**Text passage**
Two years ago, the Nobel Peace Prize soured relations between Norway and China after the Norwegian Nobel Committee named a Chinese dissident the 2010 winner. And Norway could be set for a similar diplomatic tiff – this time with Russia – when the 2012 Nobel Peace Prize is awarded on Friday.
Memorial, the Russian organization focusing on human rights, democracy, and reconciliation through historical documentation, is a top contender according to Kristian Berg Harpviken, director at the Peace Research Institute Oslo, and Norwegian Nobel historian Asle Sveen.
Memorial is also the sixth top pick according to online betting site Paddy Power, whose odds are often a gauge to the prize's frontrunners.
Mr. Harpviken says the prize could be shared with Memorial founding member Svetlana Gannushkina, whereas Mr. Sveen suggests it may also go to Belarus dissident Ales Bialiatski, who is currently in prison, and Russian human rights campaigner Lyudmila Alexejeva.
Stirring a backlash?
A Russian prize could lead to a political backlash similar to the uproar after the Norwegian Nobel Committee in 2010 gave the prize to imprisoned Chinese human rights dissident Liu Xiaobo.
Chinese officials rebuked Norway for challenging its justice system and retaliated with political snubs, most visibly through delays in bilateral free trade talks and canceled high-level meetings. There also were concerns that China’s new fish regulations were imposed to damper Norwegian seafood exports to China, which fell dramatically after the award.
A Russian winner could have similar results. “This will provoke the [Russian] government,” says Sveen. “Suddenly there will be something wrong with the fish.”
Russia is Norway’s second largest seafood market at 5 billion kr ($873 million), mostly trout, salmon, and herring exports. But Harpviken does not believe a Russian reaction would be as severe as the Chinese, both because of the “different political cultures” and the fact that “Russia has more to lose than the Chinese.” However, it could provoke an “even harder clampdown” on civil society.

**Data entries**
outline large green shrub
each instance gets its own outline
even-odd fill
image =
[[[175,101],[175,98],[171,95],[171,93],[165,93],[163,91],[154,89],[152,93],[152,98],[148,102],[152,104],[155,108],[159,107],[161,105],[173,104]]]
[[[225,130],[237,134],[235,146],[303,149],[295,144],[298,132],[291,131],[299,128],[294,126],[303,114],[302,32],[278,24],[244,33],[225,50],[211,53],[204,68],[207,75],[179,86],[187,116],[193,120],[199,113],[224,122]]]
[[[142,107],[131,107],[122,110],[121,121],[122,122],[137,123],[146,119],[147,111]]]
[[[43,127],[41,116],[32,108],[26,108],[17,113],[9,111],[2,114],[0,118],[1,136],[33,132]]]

**Exercise requirements**
1) Reproduce the passage of the article on the Nobel Peace Prize starting with "Memorial, the Russian" and going on through "the prize's frontrunners.".
2) Answer these questions from the article on the Nobel Peace Prize:
(a) Which online betting site listed Memorial as its sixth top pick?
(b) To whom did the Norwegian Nobel Committee give the prize in 2010?
(c) What is the value of Russia as a seafood market for Norway?
The items are separate material and have no connection to the article on the Nobel Peace Prize.

**Expected outputs**
1)
Memorial, the Russian organization focusing on human rights, democracy, and reconciliation through historical documentation, is a top contender according to Kristian Berg Harpviken, director at the Peace Research Institute Oslo, and Norwegian Nobel historian Asle Sveen.
Memorial is also the sixth top pick according to online betting site Paddy Power, whose odds are often a gauge to the prize's frontrunners.

2)
(a) Paddy Power
(b) Liu Xiaobo, an imprisoned Chinese human rights dissident
(c) 5 billion kr ($873 million)